## DATASET EXCERPTS
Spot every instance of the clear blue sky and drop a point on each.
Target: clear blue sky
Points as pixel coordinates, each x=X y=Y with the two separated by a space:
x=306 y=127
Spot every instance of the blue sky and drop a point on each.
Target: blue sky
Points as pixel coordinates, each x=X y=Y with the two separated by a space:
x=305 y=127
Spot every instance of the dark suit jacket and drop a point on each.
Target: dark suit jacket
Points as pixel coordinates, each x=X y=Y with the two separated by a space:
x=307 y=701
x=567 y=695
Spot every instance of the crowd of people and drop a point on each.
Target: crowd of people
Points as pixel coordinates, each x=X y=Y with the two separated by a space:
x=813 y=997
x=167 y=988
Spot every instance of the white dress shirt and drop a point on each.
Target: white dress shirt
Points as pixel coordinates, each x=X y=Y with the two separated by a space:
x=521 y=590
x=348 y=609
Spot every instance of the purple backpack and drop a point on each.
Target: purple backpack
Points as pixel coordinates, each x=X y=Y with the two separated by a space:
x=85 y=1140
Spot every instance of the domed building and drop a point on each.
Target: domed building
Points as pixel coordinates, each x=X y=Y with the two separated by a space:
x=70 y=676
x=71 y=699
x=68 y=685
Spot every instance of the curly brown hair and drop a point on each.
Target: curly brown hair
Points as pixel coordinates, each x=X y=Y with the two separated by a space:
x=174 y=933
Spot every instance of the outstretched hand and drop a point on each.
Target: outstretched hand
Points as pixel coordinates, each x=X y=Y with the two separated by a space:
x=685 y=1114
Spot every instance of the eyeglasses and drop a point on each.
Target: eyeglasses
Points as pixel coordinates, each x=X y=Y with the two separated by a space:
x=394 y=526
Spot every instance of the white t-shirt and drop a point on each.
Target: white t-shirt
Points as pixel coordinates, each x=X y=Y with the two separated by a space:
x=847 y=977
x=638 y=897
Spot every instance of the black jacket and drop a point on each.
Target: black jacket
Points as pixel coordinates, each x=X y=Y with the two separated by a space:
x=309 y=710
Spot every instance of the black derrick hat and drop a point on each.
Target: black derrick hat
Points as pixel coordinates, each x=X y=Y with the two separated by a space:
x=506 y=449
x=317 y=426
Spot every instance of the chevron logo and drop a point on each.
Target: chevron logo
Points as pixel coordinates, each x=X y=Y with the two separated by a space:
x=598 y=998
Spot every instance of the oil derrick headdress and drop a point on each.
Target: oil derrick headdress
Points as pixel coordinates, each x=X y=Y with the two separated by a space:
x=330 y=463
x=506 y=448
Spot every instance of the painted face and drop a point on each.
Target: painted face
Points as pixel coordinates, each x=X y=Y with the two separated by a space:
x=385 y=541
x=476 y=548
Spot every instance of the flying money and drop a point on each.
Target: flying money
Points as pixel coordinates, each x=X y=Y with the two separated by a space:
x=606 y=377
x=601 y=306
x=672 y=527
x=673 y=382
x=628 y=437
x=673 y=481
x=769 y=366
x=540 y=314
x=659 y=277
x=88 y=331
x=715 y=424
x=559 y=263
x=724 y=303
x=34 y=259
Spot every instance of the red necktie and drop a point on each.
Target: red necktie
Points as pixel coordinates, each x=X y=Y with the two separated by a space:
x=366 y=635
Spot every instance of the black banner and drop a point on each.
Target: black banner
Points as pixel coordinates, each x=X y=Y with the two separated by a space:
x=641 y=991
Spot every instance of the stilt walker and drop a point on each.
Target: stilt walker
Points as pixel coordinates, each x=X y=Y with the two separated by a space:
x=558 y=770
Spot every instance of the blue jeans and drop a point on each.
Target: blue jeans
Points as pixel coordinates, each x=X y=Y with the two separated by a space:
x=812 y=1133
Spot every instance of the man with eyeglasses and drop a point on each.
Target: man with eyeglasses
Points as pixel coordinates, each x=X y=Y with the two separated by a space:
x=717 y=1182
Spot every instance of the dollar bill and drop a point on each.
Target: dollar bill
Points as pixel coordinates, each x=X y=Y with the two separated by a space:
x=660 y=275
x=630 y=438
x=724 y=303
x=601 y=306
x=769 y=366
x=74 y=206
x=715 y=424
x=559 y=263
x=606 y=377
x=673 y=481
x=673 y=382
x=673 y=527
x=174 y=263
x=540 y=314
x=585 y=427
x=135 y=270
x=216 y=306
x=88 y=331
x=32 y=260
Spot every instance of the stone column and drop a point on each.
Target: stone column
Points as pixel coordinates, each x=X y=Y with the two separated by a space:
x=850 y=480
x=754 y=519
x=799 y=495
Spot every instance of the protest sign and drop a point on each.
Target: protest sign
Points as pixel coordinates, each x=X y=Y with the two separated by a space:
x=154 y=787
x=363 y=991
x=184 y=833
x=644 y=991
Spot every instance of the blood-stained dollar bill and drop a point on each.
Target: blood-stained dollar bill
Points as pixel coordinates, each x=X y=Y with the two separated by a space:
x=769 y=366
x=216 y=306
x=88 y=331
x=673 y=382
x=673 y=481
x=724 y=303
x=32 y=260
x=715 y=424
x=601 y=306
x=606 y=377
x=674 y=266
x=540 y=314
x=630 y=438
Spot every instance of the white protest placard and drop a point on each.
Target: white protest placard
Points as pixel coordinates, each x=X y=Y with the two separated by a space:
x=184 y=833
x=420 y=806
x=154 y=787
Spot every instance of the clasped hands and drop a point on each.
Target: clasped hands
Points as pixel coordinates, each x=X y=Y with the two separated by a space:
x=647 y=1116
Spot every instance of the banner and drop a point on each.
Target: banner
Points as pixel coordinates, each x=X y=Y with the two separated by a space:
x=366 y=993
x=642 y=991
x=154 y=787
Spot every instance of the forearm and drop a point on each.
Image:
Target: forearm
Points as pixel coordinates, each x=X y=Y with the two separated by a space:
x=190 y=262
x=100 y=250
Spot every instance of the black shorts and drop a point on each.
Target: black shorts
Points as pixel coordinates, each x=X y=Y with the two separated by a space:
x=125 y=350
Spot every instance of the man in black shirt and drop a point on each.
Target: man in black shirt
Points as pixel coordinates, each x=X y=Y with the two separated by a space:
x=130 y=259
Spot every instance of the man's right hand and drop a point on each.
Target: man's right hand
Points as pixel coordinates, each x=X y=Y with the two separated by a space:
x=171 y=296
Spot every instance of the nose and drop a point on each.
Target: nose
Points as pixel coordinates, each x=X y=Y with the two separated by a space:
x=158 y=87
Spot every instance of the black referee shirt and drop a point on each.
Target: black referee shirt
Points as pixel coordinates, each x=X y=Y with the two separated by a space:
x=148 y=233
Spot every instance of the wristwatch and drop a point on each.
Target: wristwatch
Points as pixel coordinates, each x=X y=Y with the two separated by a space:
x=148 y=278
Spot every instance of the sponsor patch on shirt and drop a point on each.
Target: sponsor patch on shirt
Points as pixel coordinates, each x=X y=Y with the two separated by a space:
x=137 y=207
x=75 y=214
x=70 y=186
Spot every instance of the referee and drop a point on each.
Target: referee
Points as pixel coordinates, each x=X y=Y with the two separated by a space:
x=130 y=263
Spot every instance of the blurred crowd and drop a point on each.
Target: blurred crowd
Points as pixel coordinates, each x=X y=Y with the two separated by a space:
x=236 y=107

---

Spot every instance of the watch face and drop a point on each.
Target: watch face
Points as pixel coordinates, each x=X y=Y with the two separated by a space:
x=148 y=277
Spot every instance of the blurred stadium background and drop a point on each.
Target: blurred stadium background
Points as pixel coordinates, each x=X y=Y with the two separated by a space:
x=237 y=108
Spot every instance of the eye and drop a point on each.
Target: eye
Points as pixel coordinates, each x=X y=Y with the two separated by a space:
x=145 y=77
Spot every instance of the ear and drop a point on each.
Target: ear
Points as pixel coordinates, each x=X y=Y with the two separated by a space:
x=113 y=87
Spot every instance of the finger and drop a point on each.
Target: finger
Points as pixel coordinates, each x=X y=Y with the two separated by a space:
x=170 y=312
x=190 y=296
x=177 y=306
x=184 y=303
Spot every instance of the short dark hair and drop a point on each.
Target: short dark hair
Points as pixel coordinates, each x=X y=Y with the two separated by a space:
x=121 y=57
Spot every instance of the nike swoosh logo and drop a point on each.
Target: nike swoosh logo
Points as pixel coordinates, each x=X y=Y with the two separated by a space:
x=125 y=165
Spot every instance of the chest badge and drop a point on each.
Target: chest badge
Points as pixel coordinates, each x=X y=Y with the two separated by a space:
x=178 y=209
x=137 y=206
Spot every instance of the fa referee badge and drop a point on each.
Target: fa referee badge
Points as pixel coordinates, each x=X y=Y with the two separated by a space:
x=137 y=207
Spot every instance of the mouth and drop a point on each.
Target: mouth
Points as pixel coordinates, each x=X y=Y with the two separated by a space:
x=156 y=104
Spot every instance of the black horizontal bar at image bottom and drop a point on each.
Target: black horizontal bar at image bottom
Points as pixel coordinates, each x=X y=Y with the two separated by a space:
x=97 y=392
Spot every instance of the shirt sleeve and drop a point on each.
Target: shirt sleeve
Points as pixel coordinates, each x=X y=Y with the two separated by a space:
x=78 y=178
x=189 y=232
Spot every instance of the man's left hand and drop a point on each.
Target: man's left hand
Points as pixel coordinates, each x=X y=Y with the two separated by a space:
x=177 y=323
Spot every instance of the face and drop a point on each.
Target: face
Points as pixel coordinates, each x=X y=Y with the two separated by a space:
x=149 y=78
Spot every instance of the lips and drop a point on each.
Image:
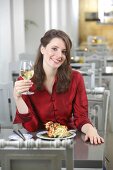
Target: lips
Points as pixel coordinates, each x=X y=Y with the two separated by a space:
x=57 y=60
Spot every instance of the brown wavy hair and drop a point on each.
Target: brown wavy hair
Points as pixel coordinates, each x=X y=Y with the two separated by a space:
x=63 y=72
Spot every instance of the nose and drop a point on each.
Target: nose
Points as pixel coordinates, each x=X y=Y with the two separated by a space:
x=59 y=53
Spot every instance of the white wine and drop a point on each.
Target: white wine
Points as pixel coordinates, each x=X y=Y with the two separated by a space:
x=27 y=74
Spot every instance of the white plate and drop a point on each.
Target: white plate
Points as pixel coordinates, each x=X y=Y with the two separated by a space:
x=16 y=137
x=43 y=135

==

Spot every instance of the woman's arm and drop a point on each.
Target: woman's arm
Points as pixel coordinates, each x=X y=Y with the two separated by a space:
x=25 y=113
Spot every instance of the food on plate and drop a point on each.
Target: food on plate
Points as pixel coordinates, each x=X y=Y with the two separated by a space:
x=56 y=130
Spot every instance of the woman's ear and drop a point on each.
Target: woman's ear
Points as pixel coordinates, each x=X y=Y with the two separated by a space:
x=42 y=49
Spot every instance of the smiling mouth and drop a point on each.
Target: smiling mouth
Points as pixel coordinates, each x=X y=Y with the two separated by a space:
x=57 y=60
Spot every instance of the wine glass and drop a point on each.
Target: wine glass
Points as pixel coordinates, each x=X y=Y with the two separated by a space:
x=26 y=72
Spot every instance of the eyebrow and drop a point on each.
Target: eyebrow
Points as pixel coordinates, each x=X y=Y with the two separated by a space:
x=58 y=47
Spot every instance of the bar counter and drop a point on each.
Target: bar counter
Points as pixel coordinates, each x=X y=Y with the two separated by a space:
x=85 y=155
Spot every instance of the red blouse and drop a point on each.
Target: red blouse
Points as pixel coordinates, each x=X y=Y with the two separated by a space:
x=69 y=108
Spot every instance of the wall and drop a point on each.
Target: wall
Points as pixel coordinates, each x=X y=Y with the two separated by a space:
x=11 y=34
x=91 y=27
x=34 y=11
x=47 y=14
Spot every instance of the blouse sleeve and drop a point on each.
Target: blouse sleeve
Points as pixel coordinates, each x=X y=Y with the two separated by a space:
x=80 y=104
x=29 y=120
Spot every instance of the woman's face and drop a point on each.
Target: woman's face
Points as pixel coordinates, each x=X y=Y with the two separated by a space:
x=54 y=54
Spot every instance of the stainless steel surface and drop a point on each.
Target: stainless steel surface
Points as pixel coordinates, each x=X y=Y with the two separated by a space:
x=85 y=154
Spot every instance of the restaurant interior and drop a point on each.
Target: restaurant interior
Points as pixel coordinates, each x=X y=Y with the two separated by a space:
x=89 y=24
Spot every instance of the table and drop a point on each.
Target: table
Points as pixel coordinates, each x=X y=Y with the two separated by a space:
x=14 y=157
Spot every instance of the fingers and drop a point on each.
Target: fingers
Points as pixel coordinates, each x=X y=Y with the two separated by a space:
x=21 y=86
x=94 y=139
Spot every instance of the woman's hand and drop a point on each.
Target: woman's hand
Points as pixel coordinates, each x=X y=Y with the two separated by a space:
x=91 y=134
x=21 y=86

## DESCRIPTION OF THE TASK
Restate word for word the entries above from the line with "Spot every instance of the dark" through the line with "Target: black jacket", inclusive, leaving out everything else.

## SOLUTION TO THE PROBLEM
Spot every instance of the dark suit jacket and drop a point on each.
Target: dark suit jacket
Points as pixel coordinates, each x=X y=Y with the two separated by a space:
x=307 y=701
x=567 y=695
Spot every instance of the crowd of people and drop a point on each.
Target: crowd of people
Points as pixel coordinates, each x=X y=Y with the two separated by a space:
x=813 y=997
x=167 y=988
Spot every instance of the white dress shirt and drop a point on each.
Target: white dress shirt
Points as pixel coordinates, each x=X y=Y with the two separated by a space:
x=521 y=590
x=348 y=609
Spot every instance of the purple backpack and drop a point on each.
Target: purple backpack
Points as pixel coordinates, each x=X y=Y with the two separated by a space:
x=85 y=1140
Spot every instance of the domed building and drop a point on each.
Target: domed building
Points as pixel coordinates, each x=X y=Y with the two separated by a space:
x=70 y=676
x=71 y=699
x=68 y=685
Spot every instance of the curly brown hair and drop a point on each.
Target: curly brown hair
Points as pixel coordinates, each x=X y=Y with the two separated by a space:
x=174 y=933
Spot every instance of the outstretched hand and drop a point on each.
Target: outstretched hand
Points as pixel coordinates, each x=X y=Y with the two separated by a space:
x=685 y=1114
Spot every instance of the eyeglasses and drop a point on each.
Target: eyeglasses
Points as pixel coordinates, each x=X y=Y with the two separated by a space:
x=394 y=526
Spot every instance of the white t-shirt and drop a point on each.
Target: white t-shirt
Points as pixel coordinates, each x=X y=Y with the two separated by a space:
x=847 y=977
x=638 y=897
Spot every instance of the black jacket and drop a point on each.
Target: black jacket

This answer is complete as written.